Directive 1
From the discussion of browser canvas performance below, extract the passage starting with "Thanks for the" and going on through "canary/dev build soon.", word for word.

Extract provided
↓↓↓

Canary is really a lot slower than Chrome 12. Even disabling the GPU
acceleration in about:flags did not change much. I did close everything and
restarted Canary. So unless I made a stupid error, it really should have
been disable. The results are not too exact, since I retested Firefox 5.0
at the end to test reliability and then it then took about 8000ms. I
suppose my CPU was slowed due to heat and it started to smell a little,
since the laptop rested on its leather transporting sheath.
Thanks for the detailed test case. Small canvases is a different issue than
path antialising, and was represented by
https://bugs.webkit.org/show_bug.cgi?id=64958. I'll keep an eye on this;
hopefully you'll see real improvement in a canary/dev build soon.
Is 10 times drop in Canvas performance really non-critical?
This is a severe regression on my machine; many canvas pages are completely
unusable on my Thinkpad X41 with no hardware acceleration (Ubuntu 11.04).

↑↑↑

(Records drawn from a collection)
↓↓↓

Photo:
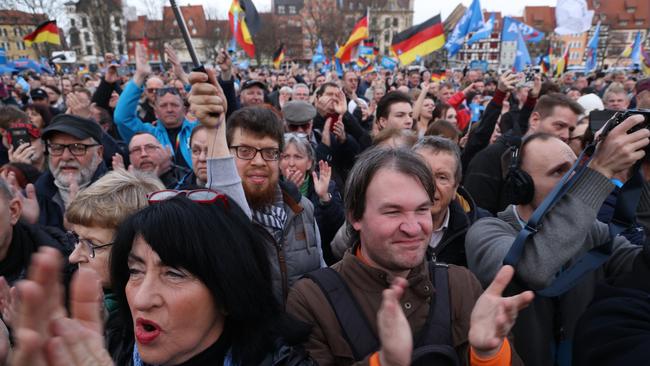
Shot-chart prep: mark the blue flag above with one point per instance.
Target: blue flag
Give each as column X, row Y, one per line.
column 388, row 63
column 592, row 50
column 484, row 32
column 319, row 55
column 636, row 50
column 522, row 58
column 512, row 26
column 471, row 21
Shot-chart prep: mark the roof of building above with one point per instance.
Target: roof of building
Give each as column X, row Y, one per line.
column 16, row 17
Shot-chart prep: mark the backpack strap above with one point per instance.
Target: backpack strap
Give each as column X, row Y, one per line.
column 437, row 329
column 354, row 324
column 434, row 344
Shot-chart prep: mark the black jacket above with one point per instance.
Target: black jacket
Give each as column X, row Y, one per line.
column 329, row 217
column 26, row 239
column 51, row 212
column 451, row 249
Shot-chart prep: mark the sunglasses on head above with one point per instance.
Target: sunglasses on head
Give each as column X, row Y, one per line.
column 170, row 89
column 198, row 195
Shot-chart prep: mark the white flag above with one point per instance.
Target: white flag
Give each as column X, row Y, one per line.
column 572, row 17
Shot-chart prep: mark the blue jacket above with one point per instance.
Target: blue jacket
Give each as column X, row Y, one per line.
column 128, row 123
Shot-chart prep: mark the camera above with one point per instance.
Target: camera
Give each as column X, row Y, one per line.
column 619, row 117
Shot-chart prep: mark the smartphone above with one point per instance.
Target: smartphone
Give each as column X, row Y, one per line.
column 123, row 71
column 19, row 136
column 597, row 119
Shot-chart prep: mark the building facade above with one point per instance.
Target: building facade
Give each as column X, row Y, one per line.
column 14, row 25
column 304, row 22
column 96, row 27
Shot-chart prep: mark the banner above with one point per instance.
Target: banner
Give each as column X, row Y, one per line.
column 512, row 28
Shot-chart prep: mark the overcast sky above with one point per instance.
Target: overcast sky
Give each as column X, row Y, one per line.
column 424, row 9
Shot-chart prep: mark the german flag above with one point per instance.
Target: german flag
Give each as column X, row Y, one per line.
column 278, row 57
column 45, row 32
column 439, row 76
column 244, row 21
column 359, row 33
column 419, row 40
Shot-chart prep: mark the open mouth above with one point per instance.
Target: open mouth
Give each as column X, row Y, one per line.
column 146, row 331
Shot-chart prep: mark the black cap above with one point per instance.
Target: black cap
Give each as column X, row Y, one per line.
column 251, row 83
column 75, row 126
column 38, row 94
column 298, row 112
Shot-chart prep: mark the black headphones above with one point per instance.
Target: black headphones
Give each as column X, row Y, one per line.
column 519, row 188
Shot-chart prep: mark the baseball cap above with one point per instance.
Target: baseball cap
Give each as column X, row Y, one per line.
column 251, row 83
column 298, row 112
column 75, row 126
column 38, row 94
column 643, row 85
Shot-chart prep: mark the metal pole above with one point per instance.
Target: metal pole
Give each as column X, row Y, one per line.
column 184, row 32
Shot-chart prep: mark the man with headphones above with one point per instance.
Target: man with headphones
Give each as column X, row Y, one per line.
column 544, row 331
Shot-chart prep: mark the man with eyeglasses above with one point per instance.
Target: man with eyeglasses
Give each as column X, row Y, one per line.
column 149, row 156
column 74, row 161
column 245, row 156
column 172, row 129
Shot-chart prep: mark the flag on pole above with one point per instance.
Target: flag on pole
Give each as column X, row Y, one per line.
column 359, row 33
column 278, row 56
column 45, row 32
column 645, row 65
column 562, row 63
column 592, row 50
column 522, row 57
column 635, row 55
column 244, row 21
column 471, row 21
column 484, row 32
column 319, row 54
column 419, row 40
column 572, row 17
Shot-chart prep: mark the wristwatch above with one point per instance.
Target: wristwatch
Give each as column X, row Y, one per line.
column 329, row 199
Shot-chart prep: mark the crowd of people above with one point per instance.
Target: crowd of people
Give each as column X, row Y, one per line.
column 292, row 217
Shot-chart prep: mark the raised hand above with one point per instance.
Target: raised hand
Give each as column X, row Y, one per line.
column 322, row 182
column 493, row 315
column 394, row 330
column 296, row 177
column 620, row 150
column 339, row 130
column 30, row 209
column 111, row 75
column 172, row 57
column 207, row 99
column 8, row 302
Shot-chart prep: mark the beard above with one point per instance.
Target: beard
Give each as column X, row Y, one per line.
column 259, row 196
column 82, row 177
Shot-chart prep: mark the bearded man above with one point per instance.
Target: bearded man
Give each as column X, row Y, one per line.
column 74, row 161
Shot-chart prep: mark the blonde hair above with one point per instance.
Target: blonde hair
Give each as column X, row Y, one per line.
column 112, row 198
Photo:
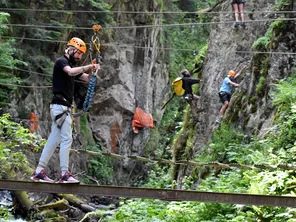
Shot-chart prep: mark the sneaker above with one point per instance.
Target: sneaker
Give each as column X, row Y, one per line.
column 236, row 24
column 41, row 177
column 68, row 178
column 243, row 24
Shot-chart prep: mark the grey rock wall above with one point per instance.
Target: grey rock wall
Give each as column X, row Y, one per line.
column 133, row 74
column 231, row 49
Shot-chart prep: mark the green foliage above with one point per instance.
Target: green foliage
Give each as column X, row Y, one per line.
column 285, row 94
column 5, row 213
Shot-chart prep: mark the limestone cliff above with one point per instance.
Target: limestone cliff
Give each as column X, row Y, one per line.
column 251, row 108
column 134, row 74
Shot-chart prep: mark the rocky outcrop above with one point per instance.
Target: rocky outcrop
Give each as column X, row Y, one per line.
column 228, row 49
column 134, row 74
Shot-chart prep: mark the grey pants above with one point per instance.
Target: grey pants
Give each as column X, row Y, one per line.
column 59, row 134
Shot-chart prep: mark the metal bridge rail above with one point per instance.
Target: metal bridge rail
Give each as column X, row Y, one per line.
column 163, row 194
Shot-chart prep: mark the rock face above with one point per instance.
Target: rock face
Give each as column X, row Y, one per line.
column 250, row 109
column 134, row 74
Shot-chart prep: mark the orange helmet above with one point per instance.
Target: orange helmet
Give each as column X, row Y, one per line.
column 78, row 44
column 231, row 73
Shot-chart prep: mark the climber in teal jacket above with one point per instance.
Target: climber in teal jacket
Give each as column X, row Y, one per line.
column 226, row 90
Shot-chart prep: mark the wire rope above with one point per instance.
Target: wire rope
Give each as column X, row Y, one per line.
column 141, row 12
column 145, row 26
column 21, row 86
column 166, row 48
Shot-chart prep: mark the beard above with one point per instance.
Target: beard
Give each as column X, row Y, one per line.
column 72, row 60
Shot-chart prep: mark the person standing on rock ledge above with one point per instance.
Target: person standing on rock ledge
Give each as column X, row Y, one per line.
column 64, row 74
column 226, row 90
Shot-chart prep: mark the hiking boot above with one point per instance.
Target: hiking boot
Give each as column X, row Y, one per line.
column 243, row 24
column 68, row 178
column 41, row 177
column 235, row 25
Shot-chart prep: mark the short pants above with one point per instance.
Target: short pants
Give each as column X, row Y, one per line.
column 224, row 96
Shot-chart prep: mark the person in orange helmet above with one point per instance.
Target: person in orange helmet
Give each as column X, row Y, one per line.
column 64, row 74
column 225, row 90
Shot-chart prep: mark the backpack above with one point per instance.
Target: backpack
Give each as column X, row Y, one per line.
column 177, row 86
column 178, row 90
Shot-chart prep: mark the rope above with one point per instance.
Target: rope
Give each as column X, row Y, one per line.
column 90, row 93
column 140, row 12
column 147, row 26
column 160, row 48
column 94, row 47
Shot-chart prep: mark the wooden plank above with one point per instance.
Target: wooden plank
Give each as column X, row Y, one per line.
column 163, row 194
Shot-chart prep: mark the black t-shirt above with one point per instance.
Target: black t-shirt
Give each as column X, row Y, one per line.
column 187, row 84
column 62, row 83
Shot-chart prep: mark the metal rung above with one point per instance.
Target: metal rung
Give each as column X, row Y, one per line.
column 162, row 194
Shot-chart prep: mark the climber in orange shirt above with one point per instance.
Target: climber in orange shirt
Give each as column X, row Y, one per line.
column 33, row 124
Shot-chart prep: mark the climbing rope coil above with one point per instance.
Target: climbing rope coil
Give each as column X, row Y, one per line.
column 95, row 47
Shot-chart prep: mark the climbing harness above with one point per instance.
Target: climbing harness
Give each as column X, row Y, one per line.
column 95, row 47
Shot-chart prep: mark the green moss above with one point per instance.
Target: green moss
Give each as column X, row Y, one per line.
column 260, row 86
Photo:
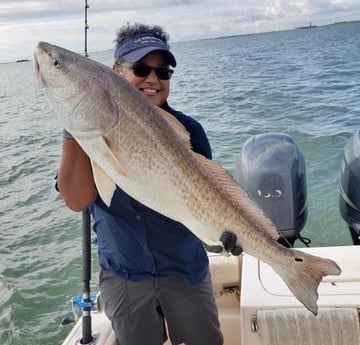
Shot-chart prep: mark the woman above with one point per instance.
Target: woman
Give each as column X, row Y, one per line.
column 151, row 268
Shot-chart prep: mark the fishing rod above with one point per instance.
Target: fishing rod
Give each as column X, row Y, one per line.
column 87, row 337
column 86, row 28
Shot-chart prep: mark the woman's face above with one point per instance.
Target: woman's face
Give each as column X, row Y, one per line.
column 155, row 89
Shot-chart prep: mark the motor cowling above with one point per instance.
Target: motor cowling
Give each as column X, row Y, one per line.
column 271, row 169
column 349, row 195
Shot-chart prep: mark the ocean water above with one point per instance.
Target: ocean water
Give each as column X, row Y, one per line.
column 304, row 83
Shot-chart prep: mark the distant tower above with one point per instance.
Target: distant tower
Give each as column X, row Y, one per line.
column 86, row 27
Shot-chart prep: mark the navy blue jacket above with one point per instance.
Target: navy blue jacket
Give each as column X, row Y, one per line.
column 136, row 242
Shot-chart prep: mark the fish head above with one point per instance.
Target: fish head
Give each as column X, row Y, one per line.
column 79, row 89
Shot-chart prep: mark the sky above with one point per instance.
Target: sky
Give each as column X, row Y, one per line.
column 24, row 23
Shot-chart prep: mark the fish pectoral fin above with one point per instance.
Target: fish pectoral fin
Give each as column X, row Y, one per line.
column 104, row 184
column 175, row 124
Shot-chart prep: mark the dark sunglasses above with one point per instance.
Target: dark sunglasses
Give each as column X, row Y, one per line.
column 141, row 70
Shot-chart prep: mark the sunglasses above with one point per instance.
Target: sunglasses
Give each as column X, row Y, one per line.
column 141, row 70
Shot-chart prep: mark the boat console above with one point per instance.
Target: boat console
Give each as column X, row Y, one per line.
column 271, row 169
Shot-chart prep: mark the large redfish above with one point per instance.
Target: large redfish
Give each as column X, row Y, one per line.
column 146, row 152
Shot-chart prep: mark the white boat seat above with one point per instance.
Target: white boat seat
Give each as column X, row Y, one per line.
column 225, row 271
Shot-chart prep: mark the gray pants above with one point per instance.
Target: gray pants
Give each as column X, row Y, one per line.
column 137, row 310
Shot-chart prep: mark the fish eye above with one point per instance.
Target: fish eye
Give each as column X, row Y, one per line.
column 55, row 60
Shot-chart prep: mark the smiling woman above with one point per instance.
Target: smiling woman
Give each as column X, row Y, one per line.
column 277, row 82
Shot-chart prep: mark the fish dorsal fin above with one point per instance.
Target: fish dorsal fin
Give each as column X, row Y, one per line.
column 104, row 184
column 236, row 193
column 174, row 123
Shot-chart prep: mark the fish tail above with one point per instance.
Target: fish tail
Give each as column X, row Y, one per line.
column 304, row 275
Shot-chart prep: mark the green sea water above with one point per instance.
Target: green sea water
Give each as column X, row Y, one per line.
column 301, row 82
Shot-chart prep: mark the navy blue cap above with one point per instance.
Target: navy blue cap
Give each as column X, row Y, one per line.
column 135, row 48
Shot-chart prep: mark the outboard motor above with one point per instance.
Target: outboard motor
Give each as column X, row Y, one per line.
column 271, row 169
column 349, row 199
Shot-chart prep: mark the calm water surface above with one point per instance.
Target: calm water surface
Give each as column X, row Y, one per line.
column 304, row 83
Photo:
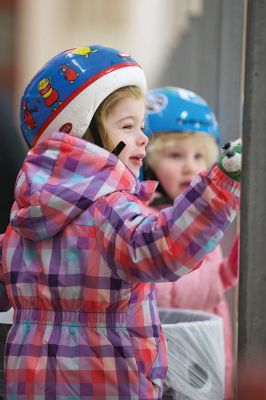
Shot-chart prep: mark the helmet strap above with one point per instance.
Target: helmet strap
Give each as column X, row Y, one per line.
column 95, row 133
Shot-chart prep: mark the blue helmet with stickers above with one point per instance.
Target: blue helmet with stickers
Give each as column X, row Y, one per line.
column 173, row 109
column 66, row 92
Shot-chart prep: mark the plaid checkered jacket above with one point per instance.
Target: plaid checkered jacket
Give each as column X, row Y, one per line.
column 80, row 259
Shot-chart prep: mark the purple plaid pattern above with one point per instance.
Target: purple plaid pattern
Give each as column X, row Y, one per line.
column 80, row 261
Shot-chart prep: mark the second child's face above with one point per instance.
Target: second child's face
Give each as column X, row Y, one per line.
column 178, row 165
column 125, row 123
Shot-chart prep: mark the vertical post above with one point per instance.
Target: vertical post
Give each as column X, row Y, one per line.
column 252, row 293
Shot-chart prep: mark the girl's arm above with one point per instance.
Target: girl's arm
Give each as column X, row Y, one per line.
column 4, row 302
column 173, row 243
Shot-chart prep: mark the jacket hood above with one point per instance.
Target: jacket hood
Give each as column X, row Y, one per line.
column 60, row 178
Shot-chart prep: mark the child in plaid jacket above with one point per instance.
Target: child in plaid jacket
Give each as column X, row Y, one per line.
column 81, row 255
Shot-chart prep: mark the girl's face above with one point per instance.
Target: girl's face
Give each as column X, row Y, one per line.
column 125, row 123
column 178, row 165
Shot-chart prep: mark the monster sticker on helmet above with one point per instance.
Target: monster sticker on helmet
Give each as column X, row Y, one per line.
column 99, row 71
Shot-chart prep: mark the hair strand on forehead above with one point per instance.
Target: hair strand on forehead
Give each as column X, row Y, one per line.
column 106, row 107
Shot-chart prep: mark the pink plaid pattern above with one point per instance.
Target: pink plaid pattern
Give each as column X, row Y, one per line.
column 79, row 265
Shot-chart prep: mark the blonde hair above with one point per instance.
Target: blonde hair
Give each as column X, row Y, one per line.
column 163, row 140
column 105, row 108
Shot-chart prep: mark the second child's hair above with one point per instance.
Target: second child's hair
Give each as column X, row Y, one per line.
column 105, row 108
column 163, row 140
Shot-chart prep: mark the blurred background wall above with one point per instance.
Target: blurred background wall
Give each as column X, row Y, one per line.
column 195, row 44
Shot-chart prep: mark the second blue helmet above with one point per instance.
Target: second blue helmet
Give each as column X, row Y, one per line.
column 173, row 109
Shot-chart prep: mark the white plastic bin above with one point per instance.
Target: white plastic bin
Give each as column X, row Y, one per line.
column 195, row 355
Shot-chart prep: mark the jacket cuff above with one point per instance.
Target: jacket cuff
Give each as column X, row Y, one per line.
column 224, row 181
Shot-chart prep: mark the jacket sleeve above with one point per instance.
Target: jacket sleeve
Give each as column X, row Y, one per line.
column 166, row 246
column 4, row 302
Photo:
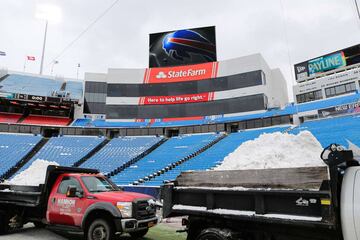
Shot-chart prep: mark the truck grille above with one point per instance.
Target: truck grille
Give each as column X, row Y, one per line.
column 143, row 210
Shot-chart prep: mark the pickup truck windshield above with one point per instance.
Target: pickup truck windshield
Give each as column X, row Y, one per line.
column 97, row 184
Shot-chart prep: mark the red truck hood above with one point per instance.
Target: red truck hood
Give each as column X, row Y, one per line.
column 121, row 196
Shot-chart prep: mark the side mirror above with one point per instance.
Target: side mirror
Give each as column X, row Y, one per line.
column 71, row 192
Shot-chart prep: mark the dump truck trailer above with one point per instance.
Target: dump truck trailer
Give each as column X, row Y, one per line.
column 317, row 203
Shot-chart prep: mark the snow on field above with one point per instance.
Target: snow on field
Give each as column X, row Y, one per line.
column 34, row 175
column 275, row 150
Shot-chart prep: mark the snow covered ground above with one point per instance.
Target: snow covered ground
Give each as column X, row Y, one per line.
column 275, row 150
column 34, row 175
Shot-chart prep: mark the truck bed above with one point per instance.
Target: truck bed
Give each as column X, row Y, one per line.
column 285, row 196
column 28, row 196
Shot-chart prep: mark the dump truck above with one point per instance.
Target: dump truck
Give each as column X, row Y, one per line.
column 311, row 203
column 77, row 200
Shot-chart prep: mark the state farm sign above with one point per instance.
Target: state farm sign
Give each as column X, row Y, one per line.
column 181, row 73
column 178, row 99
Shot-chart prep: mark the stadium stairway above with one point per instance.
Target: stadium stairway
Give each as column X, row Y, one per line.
column 136, row 159
column 180, row 161
column 3, row 77
column 213, row 156
column 91, row 153
column 11, row 172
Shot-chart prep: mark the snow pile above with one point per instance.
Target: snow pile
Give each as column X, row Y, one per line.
column 34, row 175
column 275, row 150
column 355, row 149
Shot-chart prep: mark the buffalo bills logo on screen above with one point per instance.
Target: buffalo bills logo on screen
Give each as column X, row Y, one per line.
column 182, row 47
column 181, row 44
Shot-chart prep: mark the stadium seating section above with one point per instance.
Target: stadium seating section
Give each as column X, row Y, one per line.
column 66, row 150
column 42, row 120
column 171, row 151
column 9, row 118
column 119, row 151
column 334, row 130
column 214, row 155
column 15, row 83
column 13, row 148
column 25, row 84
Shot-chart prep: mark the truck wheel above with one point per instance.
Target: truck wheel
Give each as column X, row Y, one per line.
column 214, row 234
column 100, row 229
column 4, row 225
column 139, row 234
column 39, row 225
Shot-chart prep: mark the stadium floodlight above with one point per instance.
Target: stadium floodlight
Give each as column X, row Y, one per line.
column 49, row 13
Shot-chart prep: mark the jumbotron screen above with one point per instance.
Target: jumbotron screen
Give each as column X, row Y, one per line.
column 182, row 47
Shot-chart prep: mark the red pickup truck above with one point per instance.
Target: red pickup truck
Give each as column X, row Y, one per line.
column 77, row 200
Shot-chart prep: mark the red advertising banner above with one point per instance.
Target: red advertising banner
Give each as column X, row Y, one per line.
column 181, row 73
column 178, row 99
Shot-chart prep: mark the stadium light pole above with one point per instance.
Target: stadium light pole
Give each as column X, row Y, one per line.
column 43, row 51
column 49, row 13
column 357, row 8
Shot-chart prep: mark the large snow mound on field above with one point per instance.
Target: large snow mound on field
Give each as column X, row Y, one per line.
column 275, row 150
column 34, row 175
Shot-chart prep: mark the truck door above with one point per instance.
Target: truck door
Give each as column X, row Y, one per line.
column 357, row 204
column 62, row 209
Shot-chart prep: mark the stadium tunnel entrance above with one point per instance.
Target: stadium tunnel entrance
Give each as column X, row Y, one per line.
column 50, row 132
column 172, row 132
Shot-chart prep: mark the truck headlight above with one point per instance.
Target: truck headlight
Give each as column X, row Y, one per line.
column 125, row 208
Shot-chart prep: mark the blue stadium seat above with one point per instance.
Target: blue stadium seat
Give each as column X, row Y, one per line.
column 169, row 152
column 66, row 150
column 14, row 147
column 119, row 151
column 334, row 130
column 214, row 155
column 16, row 83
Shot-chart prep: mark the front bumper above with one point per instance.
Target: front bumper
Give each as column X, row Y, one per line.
column 133, row 225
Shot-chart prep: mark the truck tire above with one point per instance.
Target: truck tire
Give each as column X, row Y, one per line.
column 39, row 225
column 4, row 225
column 214, row 234
column 100, row 229
column 138, row 234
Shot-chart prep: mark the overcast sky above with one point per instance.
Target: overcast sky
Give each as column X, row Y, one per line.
column 285, row 32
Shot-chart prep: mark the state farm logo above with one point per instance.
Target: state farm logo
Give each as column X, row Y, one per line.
column 161, row 75
column 181, row 73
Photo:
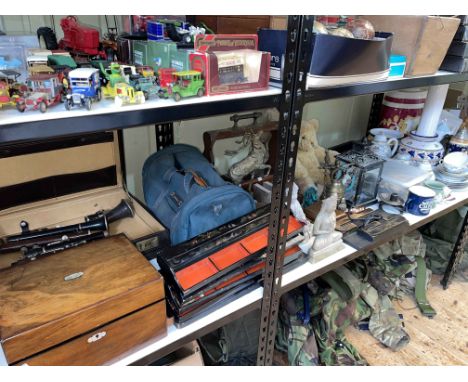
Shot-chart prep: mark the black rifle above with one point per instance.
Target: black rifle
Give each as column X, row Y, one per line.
column 46, row 238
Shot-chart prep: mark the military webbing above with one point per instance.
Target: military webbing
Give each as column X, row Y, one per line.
column 420, row 290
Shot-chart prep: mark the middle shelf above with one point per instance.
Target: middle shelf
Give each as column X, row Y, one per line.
column 252, row 300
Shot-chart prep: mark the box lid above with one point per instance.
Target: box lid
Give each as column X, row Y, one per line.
column 41, row 307
column 58, row 167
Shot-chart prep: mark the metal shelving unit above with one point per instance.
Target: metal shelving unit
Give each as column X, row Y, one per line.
column 290, row 101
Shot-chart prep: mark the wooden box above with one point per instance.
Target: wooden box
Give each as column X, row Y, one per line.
column 84, row 306
column 423, row 40
column 59, row 183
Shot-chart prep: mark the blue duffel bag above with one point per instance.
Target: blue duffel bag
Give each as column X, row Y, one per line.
column 187, row 195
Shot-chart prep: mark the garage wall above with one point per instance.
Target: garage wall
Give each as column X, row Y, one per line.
column 29, row 24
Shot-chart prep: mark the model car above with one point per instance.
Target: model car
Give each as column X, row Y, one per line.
column 147, row 85
column 13, row 63
column 84, row 88
column 185, row 84
column 145, row 71
column 125, row 94
column 5, row 98
column 10, row 80
column 45, row 90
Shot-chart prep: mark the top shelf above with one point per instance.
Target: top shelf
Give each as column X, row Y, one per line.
column 105, row 115
column 58, row 122
column 362, row 88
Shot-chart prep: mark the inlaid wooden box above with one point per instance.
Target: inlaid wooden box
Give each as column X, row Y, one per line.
column 117, row 304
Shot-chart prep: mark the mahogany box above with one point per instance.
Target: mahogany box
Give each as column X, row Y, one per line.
column 118, row 302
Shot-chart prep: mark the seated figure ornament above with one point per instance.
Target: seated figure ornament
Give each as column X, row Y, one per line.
column 325, row 223
column 321, row 239
column 256, row 158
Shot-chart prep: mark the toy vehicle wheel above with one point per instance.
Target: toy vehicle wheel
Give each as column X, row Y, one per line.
column 118, row 101
column 43, row 107
column 21, row 107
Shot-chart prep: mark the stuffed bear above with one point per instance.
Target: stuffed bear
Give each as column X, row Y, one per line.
column 310, row 156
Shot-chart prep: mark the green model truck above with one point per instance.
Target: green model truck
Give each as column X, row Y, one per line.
column 185, row 84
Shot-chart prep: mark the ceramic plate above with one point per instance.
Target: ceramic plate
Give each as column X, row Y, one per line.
column 389, row 133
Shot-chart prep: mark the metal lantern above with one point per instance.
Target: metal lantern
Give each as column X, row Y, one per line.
column 361, row 172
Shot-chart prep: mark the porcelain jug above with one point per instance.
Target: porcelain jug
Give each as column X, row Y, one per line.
column 382, row 147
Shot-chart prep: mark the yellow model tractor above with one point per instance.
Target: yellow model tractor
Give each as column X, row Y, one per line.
column 125, row 94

↑↑↑

Directive 2
Copy the lines of the records above without any change, starting with the line with "Shot-chart prep: mark the purple" and going on through the line with "column 80, row 261".

Output 1
Thanks for the detailed test case. Small canvases is a different issue than
path antialising, and was represented by
https://bugs.webkit.org/show_bug.cgi?id=64958. I'll keep an eye on this;
hopefully you'll see real improvement in a canary/dev build soon.

Output 2
Shot-chart prep: mark the purple plaid pattern above with one point per instance.
Target: purple plaid pattern
Give each as column X, row Y, one per line.
column 80, row 261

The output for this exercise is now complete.